* [What is being asked] Render the records starting at the line that contains "Target = steam locomotive" and ending at the last line of the records as a JSON list of strings. Use one string per line and leave out blank lines.

Records in a dataset
╔══

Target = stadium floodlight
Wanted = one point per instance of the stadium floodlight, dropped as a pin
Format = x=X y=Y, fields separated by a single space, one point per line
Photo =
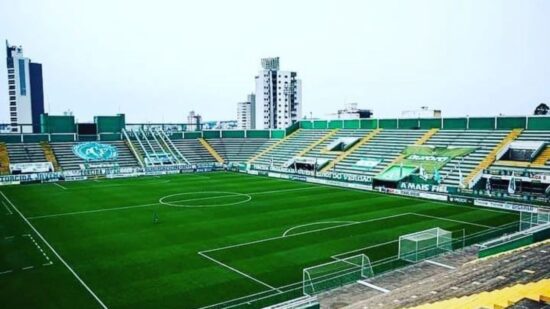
x=424 y=244
x=328 y=276
x=529 y=220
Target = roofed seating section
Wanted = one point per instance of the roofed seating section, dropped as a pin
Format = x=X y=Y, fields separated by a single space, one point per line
x=193 y=151
x=484 y=141
x=26 y=153
x=290 y=147
x=239 y=149
x=386 y=146
x=69 y=161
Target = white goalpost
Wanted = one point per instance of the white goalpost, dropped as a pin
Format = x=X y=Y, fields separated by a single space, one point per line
x=335 y=274
x=422 y=245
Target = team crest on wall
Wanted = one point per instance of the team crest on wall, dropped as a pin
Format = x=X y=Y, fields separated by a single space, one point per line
x=93 y=151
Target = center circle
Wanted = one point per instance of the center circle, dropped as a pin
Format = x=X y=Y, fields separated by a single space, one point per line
x=205 y=199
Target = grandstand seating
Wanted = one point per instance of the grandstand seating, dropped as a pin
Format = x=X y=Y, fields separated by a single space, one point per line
x=26 y=153
x=424 y=282
x=69 y=161
x=484 y=141
x=386 y=146
x=289 y=147
x=193 y=151
x=239 y=149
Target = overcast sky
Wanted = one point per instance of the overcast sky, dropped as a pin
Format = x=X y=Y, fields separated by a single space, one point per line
x=157 y=60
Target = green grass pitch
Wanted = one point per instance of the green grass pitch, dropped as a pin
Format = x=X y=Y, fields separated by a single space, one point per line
x=195 y=240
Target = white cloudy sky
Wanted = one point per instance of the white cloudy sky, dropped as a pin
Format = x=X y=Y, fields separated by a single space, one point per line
x=156 y=60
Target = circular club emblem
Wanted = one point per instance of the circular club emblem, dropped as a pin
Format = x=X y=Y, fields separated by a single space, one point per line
x=93 y=151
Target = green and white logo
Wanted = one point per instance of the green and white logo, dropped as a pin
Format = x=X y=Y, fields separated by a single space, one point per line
x=93 y=151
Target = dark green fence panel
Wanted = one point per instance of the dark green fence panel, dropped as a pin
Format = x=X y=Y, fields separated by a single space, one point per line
x=538 y=123
x=336 y=124
x=35 y=138
x=110 y=124
x=211 y=134
x=62 y=138
x=408 y=124
x=109 y=137
x=370 y=124
x=320 y=124
x=293 y=127
x=306 y=124
x=10 y=138
x=352 y=124
x=434 y=123
x=192 y=135
x=233 y=134
x=455 y=123
x=509 y=123
x=277 y=133
x=481 y=123
x=176 y=135
x=388 y=123
x=87 y=138
x=57 y=124
x=257 y=134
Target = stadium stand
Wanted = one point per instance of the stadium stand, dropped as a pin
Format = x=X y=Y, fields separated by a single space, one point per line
x=425 y=282
x=289 y=147
x=386 y=146
x=239 y=149
x=26 y=153
x=193 y=151
x=69 y=161
x=485 y=142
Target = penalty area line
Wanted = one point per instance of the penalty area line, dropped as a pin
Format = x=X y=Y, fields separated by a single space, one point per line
x=239 y=272
x=54 y=252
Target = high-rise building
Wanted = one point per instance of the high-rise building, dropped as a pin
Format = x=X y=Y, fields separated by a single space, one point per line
x=278 y=95
x=25 y=89
x=246 y=113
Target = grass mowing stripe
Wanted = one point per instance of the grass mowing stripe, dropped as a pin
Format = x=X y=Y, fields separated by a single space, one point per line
x=238 y=271
x=55 y=252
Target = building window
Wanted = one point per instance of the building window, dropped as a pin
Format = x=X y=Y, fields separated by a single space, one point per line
x=22 y=78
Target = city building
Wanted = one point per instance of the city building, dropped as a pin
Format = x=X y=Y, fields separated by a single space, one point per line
x=25 y=89
x=423 y=112
x=278 y=96
x=194 y=121
x=246 y=113
x=351 y=111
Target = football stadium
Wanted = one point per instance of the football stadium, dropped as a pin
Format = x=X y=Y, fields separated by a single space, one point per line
x=359 y=213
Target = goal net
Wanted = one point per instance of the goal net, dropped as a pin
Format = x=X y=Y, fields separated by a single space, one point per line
x=335 y=274
x=529 y=220
x=424 y=244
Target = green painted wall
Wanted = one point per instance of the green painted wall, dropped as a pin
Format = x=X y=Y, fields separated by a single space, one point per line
x=455 y=123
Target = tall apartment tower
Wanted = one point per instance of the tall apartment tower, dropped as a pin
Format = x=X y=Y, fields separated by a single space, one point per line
x=246 y=113
x=279 y=95
x=25 y=89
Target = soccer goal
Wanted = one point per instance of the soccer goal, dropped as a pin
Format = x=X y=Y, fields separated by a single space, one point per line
x=424 y=244
x=335 y=274
x=529 y=220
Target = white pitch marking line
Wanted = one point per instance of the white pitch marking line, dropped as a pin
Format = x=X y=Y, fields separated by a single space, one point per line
x=372 y=286
x=60 y=186
x=316 y=223
x=453 y=220
x=239 y=272
x=90 y=211
x=7 y=209
x=440 y=264
x=55 y=252
x=302 y=233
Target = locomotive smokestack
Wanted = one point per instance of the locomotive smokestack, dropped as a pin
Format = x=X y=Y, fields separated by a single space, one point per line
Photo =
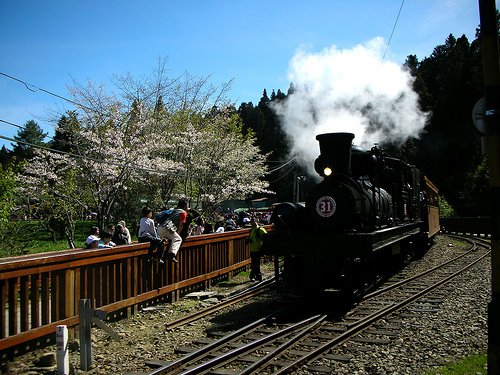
x=335 y=153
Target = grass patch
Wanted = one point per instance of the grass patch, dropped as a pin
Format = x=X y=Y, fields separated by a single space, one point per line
x=472 y=365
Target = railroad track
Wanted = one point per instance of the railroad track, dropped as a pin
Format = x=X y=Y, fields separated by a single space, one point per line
x=272 y=345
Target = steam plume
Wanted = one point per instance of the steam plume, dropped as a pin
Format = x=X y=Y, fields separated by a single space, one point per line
x=349 y=91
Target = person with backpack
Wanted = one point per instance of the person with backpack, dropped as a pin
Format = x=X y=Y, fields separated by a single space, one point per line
x=255 y=238
x=171 y=224
x=147 y=233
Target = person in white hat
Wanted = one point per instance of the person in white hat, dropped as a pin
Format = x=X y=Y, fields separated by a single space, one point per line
x=92 y=241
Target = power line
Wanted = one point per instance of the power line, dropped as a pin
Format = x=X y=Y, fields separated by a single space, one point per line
x=34 y=88
x=119 y=164
x=393 y=28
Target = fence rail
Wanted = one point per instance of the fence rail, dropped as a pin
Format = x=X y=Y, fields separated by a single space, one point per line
x=38 y=292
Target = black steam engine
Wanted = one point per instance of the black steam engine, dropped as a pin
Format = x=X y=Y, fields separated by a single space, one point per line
x=369 y=210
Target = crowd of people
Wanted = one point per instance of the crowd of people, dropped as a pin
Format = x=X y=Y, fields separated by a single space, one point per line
x=169 y=228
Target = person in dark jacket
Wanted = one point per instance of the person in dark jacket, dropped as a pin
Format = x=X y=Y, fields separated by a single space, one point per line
x=119 y=237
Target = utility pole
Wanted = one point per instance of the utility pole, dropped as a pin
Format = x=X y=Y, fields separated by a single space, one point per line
x=491 y=66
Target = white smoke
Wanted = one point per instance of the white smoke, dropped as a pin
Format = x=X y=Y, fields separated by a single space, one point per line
x=350 y=91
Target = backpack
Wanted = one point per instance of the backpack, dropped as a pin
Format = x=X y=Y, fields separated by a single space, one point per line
x=161 y=217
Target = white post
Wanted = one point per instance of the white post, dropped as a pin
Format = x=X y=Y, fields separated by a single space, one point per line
x=62 y=350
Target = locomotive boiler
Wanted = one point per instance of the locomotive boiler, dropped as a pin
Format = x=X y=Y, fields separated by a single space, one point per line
x=369 y=211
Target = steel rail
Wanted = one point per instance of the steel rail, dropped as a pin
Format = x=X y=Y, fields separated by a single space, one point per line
x=184 y=361
x=369 y=320
x=406 y=281
x=251 y=292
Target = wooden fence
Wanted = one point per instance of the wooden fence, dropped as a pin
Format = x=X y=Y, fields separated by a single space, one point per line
x=475 y=226
x=41 y=291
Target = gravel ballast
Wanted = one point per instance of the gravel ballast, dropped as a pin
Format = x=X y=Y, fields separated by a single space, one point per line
x=456 y=328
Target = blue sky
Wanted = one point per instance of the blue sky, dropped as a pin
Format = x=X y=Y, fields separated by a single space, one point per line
x=50 y=43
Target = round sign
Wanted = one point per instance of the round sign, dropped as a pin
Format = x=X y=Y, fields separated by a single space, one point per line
x=326 y=206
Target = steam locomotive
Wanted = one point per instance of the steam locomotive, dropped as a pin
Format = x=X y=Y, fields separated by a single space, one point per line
x=369 y=211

╚══

* [Result for this exercise]
[
  "Target = steam locomotive",
  "Wanted = one point per instance of the steam locomotive, dropped as a pin",
  "Format = x=X y=Y, fields separated by a single space, one point per line",
  "x=369 y=211"
]